#### [Extracted records]
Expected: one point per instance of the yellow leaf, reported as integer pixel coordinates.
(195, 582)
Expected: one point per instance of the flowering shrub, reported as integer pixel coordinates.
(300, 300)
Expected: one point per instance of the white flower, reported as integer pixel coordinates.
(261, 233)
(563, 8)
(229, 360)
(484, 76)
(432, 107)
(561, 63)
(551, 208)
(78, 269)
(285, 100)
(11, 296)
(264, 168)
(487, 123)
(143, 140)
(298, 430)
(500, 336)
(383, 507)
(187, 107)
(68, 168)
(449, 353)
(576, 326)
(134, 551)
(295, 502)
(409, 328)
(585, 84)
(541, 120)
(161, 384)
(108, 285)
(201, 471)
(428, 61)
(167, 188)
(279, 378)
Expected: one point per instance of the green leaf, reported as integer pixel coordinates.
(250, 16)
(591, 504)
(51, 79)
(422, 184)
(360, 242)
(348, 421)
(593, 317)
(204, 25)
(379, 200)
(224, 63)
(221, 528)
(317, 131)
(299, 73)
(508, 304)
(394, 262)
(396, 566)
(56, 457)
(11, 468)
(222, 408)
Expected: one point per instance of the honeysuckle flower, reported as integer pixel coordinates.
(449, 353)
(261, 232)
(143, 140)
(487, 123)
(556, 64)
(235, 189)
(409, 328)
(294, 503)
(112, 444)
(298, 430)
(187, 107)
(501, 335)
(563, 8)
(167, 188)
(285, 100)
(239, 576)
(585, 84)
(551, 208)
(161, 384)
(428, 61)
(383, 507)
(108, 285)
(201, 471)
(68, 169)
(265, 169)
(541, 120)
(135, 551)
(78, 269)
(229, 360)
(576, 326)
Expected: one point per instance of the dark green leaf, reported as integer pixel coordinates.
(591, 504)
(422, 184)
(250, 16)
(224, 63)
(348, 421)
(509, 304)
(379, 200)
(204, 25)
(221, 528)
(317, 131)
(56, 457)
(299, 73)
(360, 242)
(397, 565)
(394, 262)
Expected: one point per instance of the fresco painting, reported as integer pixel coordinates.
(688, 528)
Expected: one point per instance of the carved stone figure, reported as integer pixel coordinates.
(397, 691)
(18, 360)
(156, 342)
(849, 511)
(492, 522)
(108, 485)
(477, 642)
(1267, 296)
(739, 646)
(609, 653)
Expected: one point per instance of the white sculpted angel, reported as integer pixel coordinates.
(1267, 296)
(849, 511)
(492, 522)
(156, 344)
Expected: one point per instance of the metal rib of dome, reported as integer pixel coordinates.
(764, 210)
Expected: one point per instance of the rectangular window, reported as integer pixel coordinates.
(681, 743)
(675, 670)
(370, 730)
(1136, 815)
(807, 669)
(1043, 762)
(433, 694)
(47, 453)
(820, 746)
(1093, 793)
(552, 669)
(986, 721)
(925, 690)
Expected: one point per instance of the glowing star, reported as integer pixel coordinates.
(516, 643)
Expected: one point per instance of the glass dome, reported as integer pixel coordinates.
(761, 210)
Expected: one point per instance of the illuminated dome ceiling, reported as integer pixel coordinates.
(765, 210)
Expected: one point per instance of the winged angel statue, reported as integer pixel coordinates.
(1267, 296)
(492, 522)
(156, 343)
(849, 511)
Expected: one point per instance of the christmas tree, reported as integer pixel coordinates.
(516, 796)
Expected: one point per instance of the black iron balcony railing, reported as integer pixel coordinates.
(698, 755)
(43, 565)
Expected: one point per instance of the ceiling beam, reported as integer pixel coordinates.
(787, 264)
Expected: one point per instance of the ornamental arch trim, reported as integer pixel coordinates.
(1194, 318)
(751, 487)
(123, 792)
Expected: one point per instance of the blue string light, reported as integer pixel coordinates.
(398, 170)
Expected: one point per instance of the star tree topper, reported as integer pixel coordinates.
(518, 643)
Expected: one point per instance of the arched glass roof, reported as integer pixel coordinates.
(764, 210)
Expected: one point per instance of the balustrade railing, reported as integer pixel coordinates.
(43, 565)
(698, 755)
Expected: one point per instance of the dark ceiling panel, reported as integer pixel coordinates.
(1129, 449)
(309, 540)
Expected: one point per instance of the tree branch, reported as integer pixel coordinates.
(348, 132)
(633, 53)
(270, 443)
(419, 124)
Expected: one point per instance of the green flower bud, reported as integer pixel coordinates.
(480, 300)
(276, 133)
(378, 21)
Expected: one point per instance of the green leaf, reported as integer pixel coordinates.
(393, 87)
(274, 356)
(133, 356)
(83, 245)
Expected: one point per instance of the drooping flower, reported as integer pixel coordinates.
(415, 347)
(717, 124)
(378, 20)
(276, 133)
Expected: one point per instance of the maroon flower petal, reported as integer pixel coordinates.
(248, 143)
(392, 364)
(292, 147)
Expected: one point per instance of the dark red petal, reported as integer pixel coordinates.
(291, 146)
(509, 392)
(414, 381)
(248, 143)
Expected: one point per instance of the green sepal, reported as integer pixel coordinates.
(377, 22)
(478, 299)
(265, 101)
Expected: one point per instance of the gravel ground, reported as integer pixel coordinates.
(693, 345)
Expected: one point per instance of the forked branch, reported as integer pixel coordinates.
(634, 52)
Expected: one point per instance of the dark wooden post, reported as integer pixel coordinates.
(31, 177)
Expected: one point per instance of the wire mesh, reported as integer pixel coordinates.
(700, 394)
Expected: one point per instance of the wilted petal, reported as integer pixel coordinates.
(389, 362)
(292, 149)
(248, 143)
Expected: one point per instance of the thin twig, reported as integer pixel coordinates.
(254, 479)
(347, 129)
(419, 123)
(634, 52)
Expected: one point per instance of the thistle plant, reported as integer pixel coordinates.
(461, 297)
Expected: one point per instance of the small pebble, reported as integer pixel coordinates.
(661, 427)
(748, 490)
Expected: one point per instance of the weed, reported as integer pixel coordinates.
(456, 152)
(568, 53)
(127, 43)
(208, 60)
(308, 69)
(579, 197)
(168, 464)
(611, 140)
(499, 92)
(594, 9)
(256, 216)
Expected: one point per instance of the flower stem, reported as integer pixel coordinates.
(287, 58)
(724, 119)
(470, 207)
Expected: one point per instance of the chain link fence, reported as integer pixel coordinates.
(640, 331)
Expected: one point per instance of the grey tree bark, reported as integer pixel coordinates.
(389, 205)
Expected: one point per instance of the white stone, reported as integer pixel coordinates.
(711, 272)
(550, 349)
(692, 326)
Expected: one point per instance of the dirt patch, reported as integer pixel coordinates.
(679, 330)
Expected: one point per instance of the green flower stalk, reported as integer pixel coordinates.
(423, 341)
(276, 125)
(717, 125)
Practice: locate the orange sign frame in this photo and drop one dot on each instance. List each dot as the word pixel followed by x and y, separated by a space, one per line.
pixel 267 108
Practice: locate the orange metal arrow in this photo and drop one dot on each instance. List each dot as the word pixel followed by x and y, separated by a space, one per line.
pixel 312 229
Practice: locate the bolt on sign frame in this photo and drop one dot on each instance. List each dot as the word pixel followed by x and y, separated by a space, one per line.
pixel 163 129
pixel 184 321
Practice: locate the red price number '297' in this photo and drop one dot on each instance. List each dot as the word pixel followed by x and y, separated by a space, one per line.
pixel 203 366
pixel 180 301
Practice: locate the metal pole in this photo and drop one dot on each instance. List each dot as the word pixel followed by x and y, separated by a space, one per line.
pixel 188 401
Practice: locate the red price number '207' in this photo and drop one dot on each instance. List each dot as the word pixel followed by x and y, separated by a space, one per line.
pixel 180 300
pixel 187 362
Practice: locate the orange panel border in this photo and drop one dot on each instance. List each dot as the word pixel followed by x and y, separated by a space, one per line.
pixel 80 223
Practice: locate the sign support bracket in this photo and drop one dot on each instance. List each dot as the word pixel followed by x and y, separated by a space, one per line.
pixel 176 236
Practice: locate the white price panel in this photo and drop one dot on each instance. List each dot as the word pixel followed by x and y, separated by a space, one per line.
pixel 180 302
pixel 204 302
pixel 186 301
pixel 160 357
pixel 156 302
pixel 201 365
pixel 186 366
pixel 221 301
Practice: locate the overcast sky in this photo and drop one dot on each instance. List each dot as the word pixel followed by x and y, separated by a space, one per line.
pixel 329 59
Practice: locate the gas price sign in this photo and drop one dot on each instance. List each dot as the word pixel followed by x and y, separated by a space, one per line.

#### [THE REQUEST]
Beginning at the line containing "stalk, reported as integer pixel coordinates.", repeat each line exactly through the last line of the entries, and include no other lines.

#### [ANSWER TO THE EXERCISE]
Expected: one point per instance of the green flower stalk, reported as integer pixel coordinates.
(423, 341)
(276, 125)
(717, 125)
Practice: locate the orange sign frame in this photo and drop one dot on each instance. List each dot as the word pixel followed by x and y, separated by a space, one per line.
pixel 267 108
Practice: locate the orange metal arrow in this photo and drop one dot on each instance. List each dot as the word pixel followed by x and y, separated by a space, one per line.
pixel 312 229
Practice: locate the bolt on sign frame in this photo and drop one dot on each instance. List each dot as the word pixel followed by x and y, separated by a space, one per line.
pixel 163 129
pixel 184 321
Practice: locate the red price number '297' in this photo and drop one dot on each instance. List each dot as the word pixel followed by x and y, separated by a space, one per line.
pixel 203 366
pixel 180 301
Practice: locate the metal pole in this photo and drop one dot on each instance. List each dot as the word pixel followed by x and y, separated by a space, one per line.
pixel 188 401
Practice: locate the red price number '207' in this photo and drop one dot on each instance. List each dot as the word pixel followed by x and y, separated by a space, one per line.
pixel 180 300
pixel 187 362
Practice: locate the orange panel border in this photo and drop one dot on each instance. List each dot as the word pixel followed by x and y, separated by a space, one per line.
pixel 80 223
Practice: locate the sign support bracket in this photo and drop one dot on each instance. List each dot as the word pixel followed by x and y, separated by a space, one per line.
pixel 176 236
Practice: locate the white price panel in this photo and drop one dot on each instance. List each dot as the word pixel followed by x and y, separated by a space, one per line.
pixel 180 302
pixel 204 302
pixel 186 301
pixel 160 357
pixel 156 302
pixel 201 365
pixel 186 366
pixel 221 301
Practice: locate the overcast sky in this photo and drop one dot on each instance. List each dot as the word pixel followed by x and y, separated by a space, one per line.
pixel 329 59
Practice: locate the gas price sign in this photo and drop one dot on each instance. List each dot as the word pixel followed by x and y, separated by a space, one per line.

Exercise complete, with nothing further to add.